* BEGIN TASK INPUTS *
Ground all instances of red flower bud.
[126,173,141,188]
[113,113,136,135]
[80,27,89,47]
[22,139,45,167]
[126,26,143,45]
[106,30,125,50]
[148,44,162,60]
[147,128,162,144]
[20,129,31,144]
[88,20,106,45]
* END TASK INPUTS *
Show every line of the records that contains the word "Ground".

Ground all instances of red flower bud.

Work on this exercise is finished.